----- ROWS -----

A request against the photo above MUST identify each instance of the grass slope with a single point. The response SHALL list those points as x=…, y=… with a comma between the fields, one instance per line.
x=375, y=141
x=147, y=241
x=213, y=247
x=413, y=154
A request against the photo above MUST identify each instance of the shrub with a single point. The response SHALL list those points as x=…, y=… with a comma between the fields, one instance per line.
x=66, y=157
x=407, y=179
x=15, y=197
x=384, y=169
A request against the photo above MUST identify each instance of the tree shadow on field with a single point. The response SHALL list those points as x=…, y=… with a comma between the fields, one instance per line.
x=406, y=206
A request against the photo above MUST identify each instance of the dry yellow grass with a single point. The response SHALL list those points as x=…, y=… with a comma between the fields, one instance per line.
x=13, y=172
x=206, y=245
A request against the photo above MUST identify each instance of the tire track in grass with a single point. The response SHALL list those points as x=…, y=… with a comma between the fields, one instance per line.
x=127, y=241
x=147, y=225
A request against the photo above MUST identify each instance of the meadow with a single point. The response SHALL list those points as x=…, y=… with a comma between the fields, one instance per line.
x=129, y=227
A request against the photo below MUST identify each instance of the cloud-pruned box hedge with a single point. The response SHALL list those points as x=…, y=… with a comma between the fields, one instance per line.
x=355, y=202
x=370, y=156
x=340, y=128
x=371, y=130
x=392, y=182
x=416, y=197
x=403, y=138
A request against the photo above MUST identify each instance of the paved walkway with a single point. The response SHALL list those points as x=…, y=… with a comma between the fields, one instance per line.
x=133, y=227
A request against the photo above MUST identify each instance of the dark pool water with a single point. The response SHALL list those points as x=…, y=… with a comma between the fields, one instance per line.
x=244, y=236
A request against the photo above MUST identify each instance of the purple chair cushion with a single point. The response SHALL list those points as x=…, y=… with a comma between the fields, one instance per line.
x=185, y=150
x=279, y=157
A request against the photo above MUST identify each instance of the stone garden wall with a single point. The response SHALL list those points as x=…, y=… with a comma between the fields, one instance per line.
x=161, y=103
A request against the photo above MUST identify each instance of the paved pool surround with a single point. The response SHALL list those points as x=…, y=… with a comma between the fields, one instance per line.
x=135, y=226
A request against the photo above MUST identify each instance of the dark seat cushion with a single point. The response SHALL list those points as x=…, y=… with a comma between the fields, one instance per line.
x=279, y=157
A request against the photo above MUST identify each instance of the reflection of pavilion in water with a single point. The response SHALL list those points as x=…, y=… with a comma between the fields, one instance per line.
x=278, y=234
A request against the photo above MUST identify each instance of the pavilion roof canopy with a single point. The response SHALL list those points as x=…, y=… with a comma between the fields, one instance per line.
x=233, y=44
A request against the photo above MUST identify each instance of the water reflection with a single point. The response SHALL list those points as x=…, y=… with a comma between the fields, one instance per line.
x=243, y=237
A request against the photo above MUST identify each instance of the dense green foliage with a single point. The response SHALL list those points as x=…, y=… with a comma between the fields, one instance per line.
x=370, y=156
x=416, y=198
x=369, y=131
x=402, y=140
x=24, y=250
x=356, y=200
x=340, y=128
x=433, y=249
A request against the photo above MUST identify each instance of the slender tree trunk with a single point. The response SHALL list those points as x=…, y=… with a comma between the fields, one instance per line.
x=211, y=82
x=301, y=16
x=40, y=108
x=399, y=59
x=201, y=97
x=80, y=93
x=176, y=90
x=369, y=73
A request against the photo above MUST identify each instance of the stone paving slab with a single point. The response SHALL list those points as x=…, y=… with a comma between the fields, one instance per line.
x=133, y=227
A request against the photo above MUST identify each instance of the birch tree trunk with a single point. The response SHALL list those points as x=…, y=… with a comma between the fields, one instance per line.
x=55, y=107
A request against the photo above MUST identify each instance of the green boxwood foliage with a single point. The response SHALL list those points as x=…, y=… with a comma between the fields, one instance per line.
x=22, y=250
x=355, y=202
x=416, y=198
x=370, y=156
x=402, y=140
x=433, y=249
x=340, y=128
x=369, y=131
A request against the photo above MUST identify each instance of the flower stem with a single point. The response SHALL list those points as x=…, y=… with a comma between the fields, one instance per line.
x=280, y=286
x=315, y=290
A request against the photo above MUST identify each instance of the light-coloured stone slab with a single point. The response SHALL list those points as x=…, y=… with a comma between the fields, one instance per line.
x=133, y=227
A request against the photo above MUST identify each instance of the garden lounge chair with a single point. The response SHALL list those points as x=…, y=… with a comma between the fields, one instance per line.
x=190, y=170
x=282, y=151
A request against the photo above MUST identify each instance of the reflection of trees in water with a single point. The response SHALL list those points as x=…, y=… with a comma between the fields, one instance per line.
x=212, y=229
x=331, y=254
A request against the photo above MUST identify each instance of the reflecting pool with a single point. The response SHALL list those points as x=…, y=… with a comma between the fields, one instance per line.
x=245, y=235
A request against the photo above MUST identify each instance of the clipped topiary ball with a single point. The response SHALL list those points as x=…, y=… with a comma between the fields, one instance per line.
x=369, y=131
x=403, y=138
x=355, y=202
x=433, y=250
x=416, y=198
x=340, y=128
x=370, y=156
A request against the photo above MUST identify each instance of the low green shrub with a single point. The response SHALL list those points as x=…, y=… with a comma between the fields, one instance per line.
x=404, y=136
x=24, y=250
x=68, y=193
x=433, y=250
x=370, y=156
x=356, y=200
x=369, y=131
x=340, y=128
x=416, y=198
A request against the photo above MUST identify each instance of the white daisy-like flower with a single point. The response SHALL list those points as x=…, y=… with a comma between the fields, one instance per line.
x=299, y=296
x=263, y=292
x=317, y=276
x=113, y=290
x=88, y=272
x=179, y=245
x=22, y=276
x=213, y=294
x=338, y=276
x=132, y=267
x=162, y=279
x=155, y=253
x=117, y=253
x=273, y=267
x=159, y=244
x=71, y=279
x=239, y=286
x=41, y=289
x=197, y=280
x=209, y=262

-----

Output the lines of the listing above, unchanged, from the line with "of the meadow" up to and including the line with "x=129, y=227".

A request against the photo above MUST identify each instance of the meadow with a single point. The response SHALL list those points as x=…, y=… with a comma between the fields, one instance per line.
x=129, y=227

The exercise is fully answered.